Exercise instructions:
Show every line of the records below that contains the word "Target".

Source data
========
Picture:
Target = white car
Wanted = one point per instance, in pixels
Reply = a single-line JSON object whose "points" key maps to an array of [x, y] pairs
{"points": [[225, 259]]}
========
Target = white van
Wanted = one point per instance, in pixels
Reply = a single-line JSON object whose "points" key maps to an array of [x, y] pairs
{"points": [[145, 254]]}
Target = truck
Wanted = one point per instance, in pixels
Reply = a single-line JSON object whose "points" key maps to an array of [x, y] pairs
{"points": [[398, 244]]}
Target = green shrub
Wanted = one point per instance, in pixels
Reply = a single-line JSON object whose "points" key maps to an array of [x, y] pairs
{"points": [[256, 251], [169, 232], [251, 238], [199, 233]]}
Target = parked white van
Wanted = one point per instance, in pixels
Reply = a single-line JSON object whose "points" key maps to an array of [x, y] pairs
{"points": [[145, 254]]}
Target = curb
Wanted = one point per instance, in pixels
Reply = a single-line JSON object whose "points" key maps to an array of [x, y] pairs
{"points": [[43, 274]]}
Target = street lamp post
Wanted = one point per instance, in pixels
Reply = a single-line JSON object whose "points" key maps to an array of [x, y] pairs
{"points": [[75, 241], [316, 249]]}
========
Result:
Target = white car
Target = white van
Target = truck
Target = green shrub
Target = parked white van
Target = curb
Target = street lamp post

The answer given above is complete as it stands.